PASSAGE SHOWN:

━━━━━━━━━━━━━━━━━━━━

Royal Golf Dar Es Salam – Host of The European Tour’s Trophee Hassan II

Royal Golf Dar Es Salam, 17th Green
The seventeenth green at Royal Golf Dar Es Salam

This week, the European Tour visits Morocco for the Trophee Hassan II. The tournament has me excited because it is held at Royal Golf Dar Es Salam, a course I played on my trip to Morocco in November 2016. It is always exciting for me to play courses used for top level Championships, and it is even better to be able to see the course played on television. Among those on my “trophy wall”: The Colonial, Torrey Pines, Oakland Hills, Erin Hills, Blackwolf Run (US Women’s Open), Indianwood (US Senior Open), Harbor Shores (Senior PGA), Emerald Bay (Web.Com), and Royal Golf Dar Es Salam (European Tour).

━━━━━━━━━━━━━━━━━━━━

EXERCISE: Reproduce the full passage about Royal Golf Dar Es Salam word for word.

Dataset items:
━━━━━━━━━━━━━━━━━━━━

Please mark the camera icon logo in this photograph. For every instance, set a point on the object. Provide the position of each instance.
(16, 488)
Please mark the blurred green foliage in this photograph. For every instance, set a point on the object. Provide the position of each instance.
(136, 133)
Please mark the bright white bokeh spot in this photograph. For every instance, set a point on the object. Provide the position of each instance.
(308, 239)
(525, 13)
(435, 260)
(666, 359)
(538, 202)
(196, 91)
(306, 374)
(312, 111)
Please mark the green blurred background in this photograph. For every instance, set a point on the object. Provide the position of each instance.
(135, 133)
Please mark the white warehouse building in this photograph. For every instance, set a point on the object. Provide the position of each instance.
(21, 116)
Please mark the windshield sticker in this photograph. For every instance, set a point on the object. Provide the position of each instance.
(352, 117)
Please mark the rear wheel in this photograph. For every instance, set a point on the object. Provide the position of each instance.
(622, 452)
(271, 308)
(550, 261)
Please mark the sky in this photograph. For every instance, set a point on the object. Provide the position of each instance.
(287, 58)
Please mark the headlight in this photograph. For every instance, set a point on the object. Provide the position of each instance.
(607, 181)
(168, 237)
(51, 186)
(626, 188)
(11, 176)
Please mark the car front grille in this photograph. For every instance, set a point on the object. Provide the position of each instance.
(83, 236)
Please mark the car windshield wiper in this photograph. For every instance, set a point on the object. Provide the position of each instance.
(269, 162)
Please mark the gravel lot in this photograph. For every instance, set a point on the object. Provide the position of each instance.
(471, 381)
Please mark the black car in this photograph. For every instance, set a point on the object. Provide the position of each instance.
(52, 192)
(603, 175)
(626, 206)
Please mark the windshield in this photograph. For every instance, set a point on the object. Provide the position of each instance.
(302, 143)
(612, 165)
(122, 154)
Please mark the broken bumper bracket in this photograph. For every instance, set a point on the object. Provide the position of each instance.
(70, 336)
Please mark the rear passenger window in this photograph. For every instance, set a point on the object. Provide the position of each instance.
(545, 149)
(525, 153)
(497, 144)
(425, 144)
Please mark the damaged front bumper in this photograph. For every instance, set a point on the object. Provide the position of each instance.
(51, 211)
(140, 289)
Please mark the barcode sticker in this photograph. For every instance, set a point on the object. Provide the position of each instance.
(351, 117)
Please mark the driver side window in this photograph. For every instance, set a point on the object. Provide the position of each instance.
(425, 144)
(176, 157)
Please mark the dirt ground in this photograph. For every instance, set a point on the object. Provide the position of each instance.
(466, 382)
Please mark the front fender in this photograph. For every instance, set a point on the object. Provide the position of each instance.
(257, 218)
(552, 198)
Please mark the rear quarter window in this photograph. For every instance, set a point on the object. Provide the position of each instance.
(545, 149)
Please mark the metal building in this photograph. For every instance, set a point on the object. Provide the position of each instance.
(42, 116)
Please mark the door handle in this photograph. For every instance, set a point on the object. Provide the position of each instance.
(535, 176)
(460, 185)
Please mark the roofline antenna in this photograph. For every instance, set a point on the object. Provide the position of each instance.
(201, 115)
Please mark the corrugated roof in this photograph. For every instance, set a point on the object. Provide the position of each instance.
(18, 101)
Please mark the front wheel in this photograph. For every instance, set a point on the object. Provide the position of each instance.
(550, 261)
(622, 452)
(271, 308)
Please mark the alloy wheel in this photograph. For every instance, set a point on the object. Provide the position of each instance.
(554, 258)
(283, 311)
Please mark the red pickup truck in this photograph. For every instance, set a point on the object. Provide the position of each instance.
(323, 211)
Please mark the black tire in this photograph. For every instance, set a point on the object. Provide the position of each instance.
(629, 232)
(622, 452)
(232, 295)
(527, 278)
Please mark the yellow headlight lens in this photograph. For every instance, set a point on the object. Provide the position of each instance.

━━━━━━━━━━━━━━━━━━━━

EXPECTED ANSWER:
Royal Golf Dar Es Salam – Host of The European Tour’s Trophee Hassan II

Royal Golf Dar Es Salam, 17th Green
The seventeenth green at Royal Golf Dar Es Salam

This week, the European Tour visits Morocco for the Trophee Hassan II. The tournament has me excited because it is held at Royal Golf Dar Es Salam, a course I played on my trip to Morocco in November 2016. It is always exciting for me to play courses used for top level Championships, and it is even better to be able to see the course played on television. Among those on my “trophy wall”: The Colonial, Torrey Pines, Oakland Hills, Erin Hills, Blackwolf Run (US Women’s Open), Indianwood (US Senior Open), Harbor Shores (Senior PGA), Emerald Bay (Web.Com), and Royal Golf Dar Es Salam (European Tour).